-- Written request --
Reproduce the entire listing below line for line, leaving out the pictures.
'''
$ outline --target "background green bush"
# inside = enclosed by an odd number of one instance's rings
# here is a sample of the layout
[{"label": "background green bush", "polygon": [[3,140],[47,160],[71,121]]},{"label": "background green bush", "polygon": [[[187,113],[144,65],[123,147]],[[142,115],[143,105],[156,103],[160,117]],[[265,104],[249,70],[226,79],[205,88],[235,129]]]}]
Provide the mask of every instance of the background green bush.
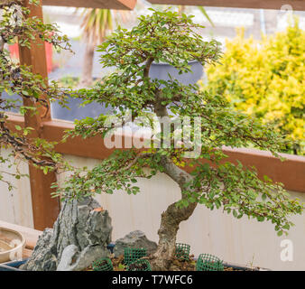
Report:
[{"label": "background green bush", "polygon": [[245,39],[239,30],[226,41],[220,62],[207,70],[208,89],[236,109],[275,124],[288,141],[285,152],[304,155],[305,32],[297,19],[261,41]]}]

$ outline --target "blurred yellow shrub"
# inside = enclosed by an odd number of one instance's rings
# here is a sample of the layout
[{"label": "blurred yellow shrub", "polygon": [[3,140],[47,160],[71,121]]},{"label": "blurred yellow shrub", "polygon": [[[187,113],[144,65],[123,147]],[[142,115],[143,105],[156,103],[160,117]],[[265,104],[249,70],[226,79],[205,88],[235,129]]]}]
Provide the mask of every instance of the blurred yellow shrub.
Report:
'''
-- Solution to this problem --
$ outline --target "background green bush"
# inside = enclosed by an odd number of one instance's rings
# here is a sample of the layout
[{"label": "background green bush", "polygon": [[3,140],[47,160],[71,121]]},{"label": "background green bush", "polygon": [[[187,113],[144,65],[123,147]],[[142,115],[143,105],[156,103],[160,117]],[[265,104],[249,70],[226,79],[205,88],[235,129]]]}]
Provide the mask of every instance of the background green bush.
Report:
[{"label": "background green bush", "polygon": [[245,39],[239,30],[226,41],[220,62],[207,70],[208,89],[236,109],[275,124],[288,141],[285,152],[304,155],[305,32],[297,19],[261,41]]}]

$ outline --target "blurred yellow shrub"
# inside = enclosed by an odd number of one instance's rings
# here is a sample of the layout
[{"label": "blurred yellow shrub", "polygon": [[3,140],[47,160],[71,121]]},{"label": "blurred yellow shrub", "polygon": [[[187,113],[144,65],[123,147]],[[142,115],[143,105],[156,103],[160,117]],[[265,104],[249,70],[226,79],[205,88],[235,129]]]}]
Provide the mask of every instance of the blurred yellow shrub.
Report:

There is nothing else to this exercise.